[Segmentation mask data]
□ □ □ □ □
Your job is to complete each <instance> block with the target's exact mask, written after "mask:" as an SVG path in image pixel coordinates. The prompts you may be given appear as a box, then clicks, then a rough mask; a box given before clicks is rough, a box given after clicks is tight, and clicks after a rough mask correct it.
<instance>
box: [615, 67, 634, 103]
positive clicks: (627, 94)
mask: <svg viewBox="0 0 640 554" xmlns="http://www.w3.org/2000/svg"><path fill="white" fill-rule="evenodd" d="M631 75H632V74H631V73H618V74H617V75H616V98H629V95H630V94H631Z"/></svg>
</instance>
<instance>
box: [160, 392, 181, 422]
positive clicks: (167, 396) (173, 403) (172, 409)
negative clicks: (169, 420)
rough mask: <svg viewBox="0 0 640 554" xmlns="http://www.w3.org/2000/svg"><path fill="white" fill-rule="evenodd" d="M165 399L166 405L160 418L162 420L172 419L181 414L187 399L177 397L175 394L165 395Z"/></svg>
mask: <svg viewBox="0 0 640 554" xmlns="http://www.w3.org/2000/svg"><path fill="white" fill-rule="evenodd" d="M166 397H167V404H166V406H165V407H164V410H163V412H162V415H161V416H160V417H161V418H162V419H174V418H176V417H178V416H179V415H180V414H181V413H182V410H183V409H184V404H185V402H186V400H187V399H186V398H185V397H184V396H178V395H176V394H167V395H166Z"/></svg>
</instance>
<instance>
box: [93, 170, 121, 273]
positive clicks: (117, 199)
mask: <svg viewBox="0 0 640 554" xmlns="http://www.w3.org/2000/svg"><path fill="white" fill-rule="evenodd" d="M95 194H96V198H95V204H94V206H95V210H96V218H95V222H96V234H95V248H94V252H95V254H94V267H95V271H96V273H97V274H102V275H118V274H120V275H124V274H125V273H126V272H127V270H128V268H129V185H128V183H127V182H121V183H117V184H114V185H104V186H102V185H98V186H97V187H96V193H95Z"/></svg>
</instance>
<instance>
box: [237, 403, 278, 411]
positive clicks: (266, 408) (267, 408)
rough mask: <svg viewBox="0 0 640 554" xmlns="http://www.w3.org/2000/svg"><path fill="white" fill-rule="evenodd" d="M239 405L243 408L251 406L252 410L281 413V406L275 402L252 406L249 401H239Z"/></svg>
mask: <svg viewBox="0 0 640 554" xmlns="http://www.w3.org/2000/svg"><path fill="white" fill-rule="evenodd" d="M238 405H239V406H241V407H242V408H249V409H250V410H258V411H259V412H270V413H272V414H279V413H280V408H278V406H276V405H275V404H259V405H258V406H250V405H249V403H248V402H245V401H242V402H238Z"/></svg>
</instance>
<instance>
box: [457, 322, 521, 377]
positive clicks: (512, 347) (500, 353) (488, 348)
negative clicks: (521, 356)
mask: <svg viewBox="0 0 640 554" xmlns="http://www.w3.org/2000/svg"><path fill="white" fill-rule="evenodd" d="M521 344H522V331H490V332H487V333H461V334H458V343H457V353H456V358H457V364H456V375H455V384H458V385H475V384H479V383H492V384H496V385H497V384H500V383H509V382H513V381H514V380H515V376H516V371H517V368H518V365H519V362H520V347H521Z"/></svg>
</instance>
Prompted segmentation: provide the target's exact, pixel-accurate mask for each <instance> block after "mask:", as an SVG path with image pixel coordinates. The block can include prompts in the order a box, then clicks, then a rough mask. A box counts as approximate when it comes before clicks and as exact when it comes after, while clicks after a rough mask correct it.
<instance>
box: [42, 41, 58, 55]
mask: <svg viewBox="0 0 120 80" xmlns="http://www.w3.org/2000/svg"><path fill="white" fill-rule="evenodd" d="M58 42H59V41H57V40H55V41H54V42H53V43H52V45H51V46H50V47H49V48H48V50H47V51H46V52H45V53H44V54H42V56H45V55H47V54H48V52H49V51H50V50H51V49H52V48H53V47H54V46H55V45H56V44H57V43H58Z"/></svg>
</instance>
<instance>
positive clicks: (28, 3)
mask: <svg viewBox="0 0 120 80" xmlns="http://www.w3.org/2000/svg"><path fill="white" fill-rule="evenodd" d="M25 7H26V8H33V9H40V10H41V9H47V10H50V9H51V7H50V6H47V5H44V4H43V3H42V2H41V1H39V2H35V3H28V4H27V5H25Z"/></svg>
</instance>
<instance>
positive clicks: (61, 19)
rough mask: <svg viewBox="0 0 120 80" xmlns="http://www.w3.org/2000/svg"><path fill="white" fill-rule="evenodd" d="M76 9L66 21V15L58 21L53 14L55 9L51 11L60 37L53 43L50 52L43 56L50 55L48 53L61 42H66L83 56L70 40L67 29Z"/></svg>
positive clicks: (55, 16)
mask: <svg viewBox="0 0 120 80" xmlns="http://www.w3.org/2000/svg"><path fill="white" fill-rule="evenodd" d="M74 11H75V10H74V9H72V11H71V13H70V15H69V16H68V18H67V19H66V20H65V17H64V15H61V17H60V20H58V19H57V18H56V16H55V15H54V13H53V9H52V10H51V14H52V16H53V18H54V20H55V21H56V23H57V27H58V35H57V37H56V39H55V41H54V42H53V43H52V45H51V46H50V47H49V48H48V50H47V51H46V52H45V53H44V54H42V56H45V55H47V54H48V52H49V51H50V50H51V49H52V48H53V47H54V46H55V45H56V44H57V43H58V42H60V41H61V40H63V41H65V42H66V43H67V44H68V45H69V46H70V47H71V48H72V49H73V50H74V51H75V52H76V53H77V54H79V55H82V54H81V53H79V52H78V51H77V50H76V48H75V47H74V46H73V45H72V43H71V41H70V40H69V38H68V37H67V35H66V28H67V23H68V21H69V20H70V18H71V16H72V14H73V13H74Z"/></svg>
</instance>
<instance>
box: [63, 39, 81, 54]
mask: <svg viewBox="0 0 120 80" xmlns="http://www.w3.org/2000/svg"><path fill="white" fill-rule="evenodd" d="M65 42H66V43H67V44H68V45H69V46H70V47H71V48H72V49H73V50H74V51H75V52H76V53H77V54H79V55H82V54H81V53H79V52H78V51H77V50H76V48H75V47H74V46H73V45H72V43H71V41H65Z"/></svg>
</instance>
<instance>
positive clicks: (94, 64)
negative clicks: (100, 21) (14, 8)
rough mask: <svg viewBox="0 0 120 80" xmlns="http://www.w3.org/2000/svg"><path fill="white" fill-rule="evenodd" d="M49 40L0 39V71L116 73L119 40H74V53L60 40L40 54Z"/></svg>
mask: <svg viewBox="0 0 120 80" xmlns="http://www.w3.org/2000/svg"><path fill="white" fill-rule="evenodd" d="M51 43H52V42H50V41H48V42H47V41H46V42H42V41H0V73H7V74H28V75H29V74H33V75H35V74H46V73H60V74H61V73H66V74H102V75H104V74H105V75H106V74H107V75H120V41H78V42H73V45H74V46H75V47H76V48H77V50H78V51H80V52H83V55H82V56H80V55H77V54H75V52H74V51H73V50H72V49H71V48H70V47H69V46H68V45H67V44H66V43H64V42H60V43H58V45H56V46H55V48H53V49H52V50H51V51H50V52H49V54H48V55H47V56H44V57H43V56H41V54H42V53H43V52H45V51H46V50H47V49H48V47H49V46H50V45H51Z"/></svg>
□ □ □ □ □
### [EXERCISE INSTRUCTIONS]
Copy the data once more. Leave nothing out.

### [WRITTEN RESPONSE]
Your job is to complete each <instance> block with the target's exact mask, written after "mask:" as an SVG path in image pixel coordinates. The prompts you may be given appear as a box, then clicks, then a rough mask; a box given before clicks is rough, a box given after clicks is tight, and clicks after a rough mask correct it.
<instance>
box: [615, 67, 634, 103]
positive clicks: (627, 94)
mask: <svg viewBox="0 0 640 554" xmlns="http://www.w3.org/2000/svg"><path fill="white" fill-rule="evenodd" d="M631 75H632V74H631V73H618V74H617V75H616V98H629V95H630V94H631Z"/></svg>
</instance>
<instance>
box: [160, 392, 181, 422]
positive clicks: (167, 396) (173, 403) (172, 409)
negative clicks: (169, 420)
rough mask: <svg viewBox="0 0 640 554" xmlns="http://www.w3.org/2000/svg"><path fill="white" fill-rule="evenodd" d="M165 399L166 405L160 418L162 420L172 419L181 414L187 399L177 397L175 394L165 395Z"/></svg>
mask: <svg viewBox="0 0 640 554" xmlns="http://www.w3.org/2000/svg"><path fill="white" fill-rule="evenodd" d="M166 397H167V404H166V406H165V407H164V410H163V412H162V415H161V416H160V417H161V418H162V419H174V418H176V417H178V416H179V415H180V414H181V413H182V410H183V409H184V404H185V402H186V400H187V399H186V398H185V397H184V396H178V395H176V394H167V395H166Z"/></svg>
</instance>
<instance>
box: [93, 170, 121, 273]
positive clicks: (117, 199)
mask: <svg viewBox="0 0 640 554" xmlns="http://www.w3.org/2000/svg"><path fill="white" fill-rule="evenodd" d="M95 194H96V198H95V204H94V206H95V210H96V218H95V222H96V234H95V248H94V252H95V254H94V267H95V271H96V273H97V274H102V275H118V274H120V275H124V274H125V273H126V272H127V270H128V268H129V185H128V183H127V182H121V183H117V184H114V185H104V186H102V185H98V186H97V187H96V193H95Z"/></svg>
</instance>
<instance>
box: [237, 403, 278, 411]
positive clicks: (266, 408) (267, 408)
rough mask: <svg viewBox="0 0 640 554" xmlns="http://www.w3.org/2000/svg"><path fill="white" fill-rule="evenodd" d="M239 405L243 408L251 406L252 410L281 413V406L275 402L252 406L249 401H239Z"/></svg>
mask: <svg viewBox="0 0 640 554" xmlns="http://www.w3.org/2000/svg"><path fill="white" fill-rule="evenodd" d="M238 405H239V406H241V407H242V408H249V409H250V410H258V411H259V412H270V413H272V414H279V413H280V408H278V406H276V405H275V404H259V405H258V406H250V405H249V403H248V402H245V401H242V402H238Z"/></svg>
</instance>
<instance>
box: [457, 322, 521, 377]
positive clicks: (512, 347) (500, 353) (488, 348)
negative clicks: (521, 356)
mask: <svg viewBox="0 0 640 554" xmlns="http://www.w3.org/2000/svg"><path fill="white" fill-rule="evenodd" d="M521 344H522V331H490V332H487V333H461V334H458V343H457V353H456V358H457V364H456V375H455V384H458V385H475V384H479V383H492V384H496V385H497V384H500V383H509V382H513V381H514V380H515V376H516V371H517V368H518V365H519V362H520V347H521Z"/></svg>
</instance>
Prompted segmentation: provide the target's exact, pixel-accurate mask for each <instance> block after "mask:", as an SVG path with image pixel coordinates. The block can include prompts in the order a box, then clicks, then a rough mask. A box counts as approximate when it comes before clicks and as exact when it comes after, while clicks after a rough mask correct it.
<instance>
box: [42, 41, 58, 55]
mask: <svg viewBox="0 0 120 80" xmlns="http://www.w3.org/2000/svg"><path fill="white" fill-rule="evenodd" d="M58 42H59V41H57V40H55V41H54V42H53V43H52V45H51V46H50V47H49V48H48V50H47V51H46V52H45V53H44V54H42V56H45V55H47V54H48V52H49V51H50V50H51V49H52V48H53V47H54V46H55V45H56V44H57V43H58Z"/></svg>
</instance>
<instance>
positive clicks: (28, 3)
mask: <svg viewBox="0 0 120 80" xmlns="http://www.w3.org/2000/svg"><path fill="white" fill-rule="evenodd" d="M25 7H26V8H33V9H40V10H41V9H47V10H50V9H51V7H50V6H47V5H44V4H43V3H42V2H41V1H39V2H35V3H28V4H27V5H25Z"/></svg>
</instance>
<instance>
positive clicks: (61, 19)
rough mask: <svg viewBox="0 0 120 80" xmlns="http://www.w3.org/2000/svg"><path fill="white" fill-rule="evenodd" d="M76 9L66 21V15L58 21L53 14L55 9L51 11L60 37L53 43L50 52L43 56L50 55L48 53L61 42H66L83 56L70 40L67 29Z"/></svg>
positive clicks: (55, 16)
mask: <svg viewBox="0 0 120 80" xmlns="http://www.w3.org/2000/svg"><path fill="white" fill-rule="evenodd" d="M74 11H75V10H74V9H72V11H71V13H70V15H69V16H68V18H67V19H66V20H65V17H64V15H61V17H60V20H58V19H57V18H56V16H55V15H54V13H53V9H52V10H51V14H52V16H53V18H54V20H55V21H56V23H57V27H58V35H57V37H56V39H55V41H54V42H53V43H52V45H51V46H50V47H49V48H48V50H47V51H46V52H45V53H44V54H42V56H45V55H47V54H48V52H49V51H50V50H51V49H52V48H53V47H54V46H55V45H56V44H57V43H58V42H60V41H61V40H63V41H65V42H66V43H67V44H68V45H69V46H70V47H71V48H72V49H73V50H74V51H75V52H76V53H77V54H79V55H82V54H81V53H79V52H78V51H77V50H76V48H75V47H74V46H73V45H72V43H71V41H70V40H69V38H68V37H67V35H66V28H67V23H68V21H69V20H70V18H71V16H72V14H73V13H74Z"/></svg>
</instance>
<instance>
box: [63, 39, 81, 54]
mask: <svg viewBox="0 0 120 80" xmlns="http://www.w3.org/2000/svg"><path fill="white" fill-rule="evenodd" d="M65 42H66V43H67V44H68V45H69V46H70V47H71V48H72V49H73V50H74V51H75V52H76V53H77V54H79V55H82V54H81V53H79V52H78V51H77V50H76V48H75V47H74V46H73V45H72V43H71V41H65Z"/></svg>
</instance>
<instance>
positive clicks: (94, 64)
negative clicks: (100, 21) (14, 8)
rough mask: <svg viewBox="0 0 120 80" xmlns="http://www.w3.org/2000/svg"><path fill="white" fill-rule="evenodd" d="M49 40L0 39V71L116 73L119 40H74V53L60 40L40 54Z"/></svg>
mask: <svg viewBox="0 0 120 80" xmlns="http://www.w3.org/2000/svg"><path fill="white" fill-rule="evenodd" d="M51 43H52V42H50V41H48V42H47V41H46V42H42V41H0V73H7V74H28V75H29V74H33V75H35V74H46V73H60V74H61V73H66V74H102V75H104V74H105V75H106V74H107V75H120V41H78V42H73V45H74V46H75V47H76V48H77V50H78V51H80V52H83V55H82V56H80V55H77V54H75V52H74V51H73V50H72V49H71V48H70V47H69V46H68V45H67V44H66V43H64V42H60V43H58V45H56V46H55V48H53V49H52V50H51V51H50V52H49V54H48V55H47V56H44V57H43V56H41V54H42V53H43V52H45V51H46V50H47V49H48V47H49V46H50V45H51Z"/></svg>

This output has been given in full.